# What to work on
#1 Please decide whether each statement below agrees with the blog post, and answer yes or no for each with the deciding words from the post quoted exactly: (a) The writer's dearest friends live over an hour away. (b) The writer is blogging at nearly 1:00 a.m. (c) The writer feels validated when the blog's hit count climbs over 50 a day.
#2 In the blog post, what does the writer have on pause in the background while sitting at the computer?

# Passage provided
Hardly the stuff of crashing (or was it crushing? something overdramatic, can't be bothered to scroll back up) realizations, in the larger scheme of things. And yet, somehow, right this second, it is both sudden and crashing to me. I have so many things that I want, but I can't seem to get myself organized enough to decide when and how to actually work toward those things.
Like, I want good books to read and less time on the computer playing mindless games while I wait for the current wave of depression to lift enough for me to look at my children without crying. All sorts of things there I could do to reach any piece of that goal, but what am I doing? Sitting at the computer, not reading, with a mindless game on pause in the background.
I want no debt, or at least, not such an enormous, soul-stifling load of debt. But that requires getting a job, or waiting for some distant relative to win the lottery, alter their will to me, and then immediately die. Hmm, maybe I'm just working really hard on Choice B, there.
I want real-life friends, but I find too many people to be irritating or insipid. The times I do feel a connection with someone, I immediately launch into Self-Doubt-and-Shy mode, and I let opportunities slide. My dearest friends live over an hour away, making any interaction an event that takes planning and militarily precise logistics.
I want online friends, too, but I find it a challenge to trust many people. Women are catty, men are testosterone-poisoned, and everyone just seems to revert to a stereotype when flattened into pixels and bytes. I have some close, wonderful friends online, and I am grateful for them... and I also have a pile of acquaintances whom I sometimes suspect are all having group chats while I chat with each one-on-one, just to collude and collect instances of my idiocy so that they can hit me with them all at once.
Wow, there should be a law against blogging at nearly 1:00 a.m. while waiting for the Nyquil to kick in... I'm letting all sorts of maudlin, paranoid stuff leak out tonight.
Which is another source of conflict for me... I want more people to read my blog, because somehow when I see that hit count climb up over 20 a day I feel validated and cool, but then at the same time I hate needing that validation. Wouldn't it be neat to just be able to exist in the world without worrying what everyone else thinks?? I manage it, in a lot of ways, in my life - I'm able to be decisive and take action and can take whatever criticism comes my way with aplomb and general unconcern. But for some reason, I can't remain as unruffled about this blog.
And I'm not even writing about the *really* personal stuff here.

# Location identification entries
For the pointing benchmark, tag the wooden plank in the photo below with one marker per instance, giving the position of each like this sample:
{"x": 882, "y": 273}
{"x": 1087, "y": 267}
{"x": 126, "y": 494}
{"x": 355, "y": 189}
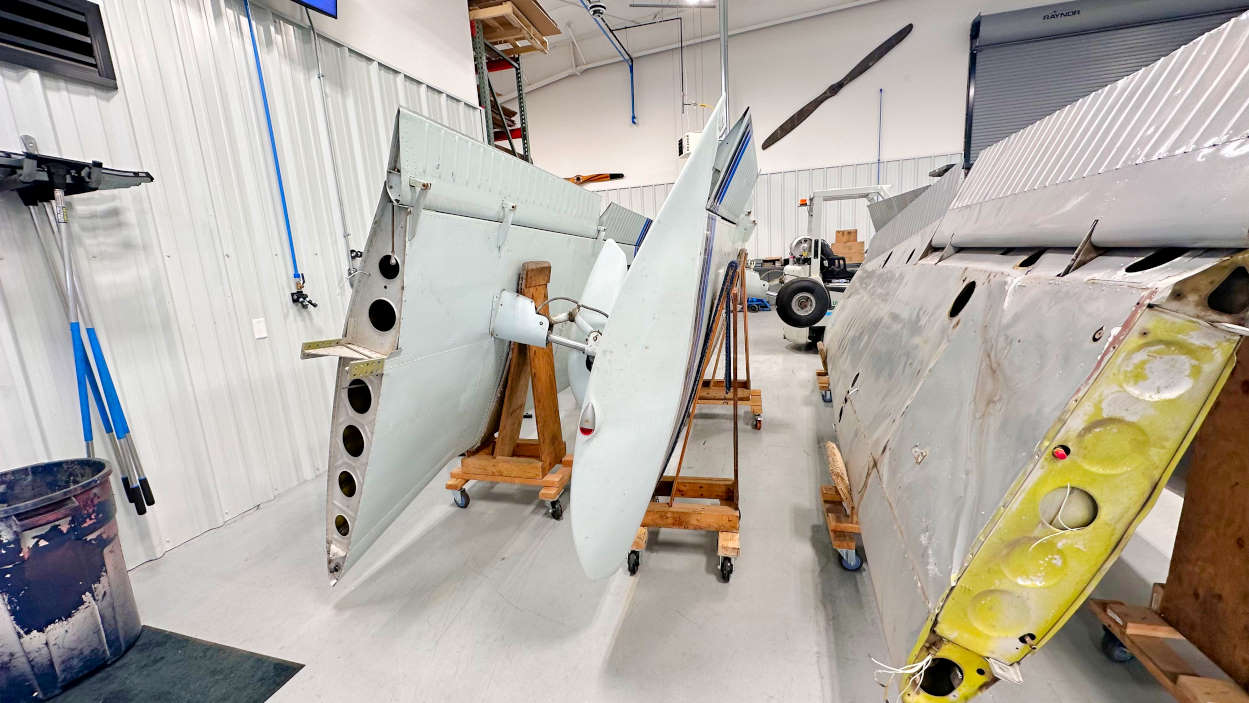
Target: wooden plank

# Task-by-task outputs
#1
(a) Yes: "My dearest friends live over an hour away"
(b) Yes: "blogging at nearly 1:00 a.m."
(c) No: "when I see that hit count climb up over 20 a day I feel validated and cool"

#2 A mindless game.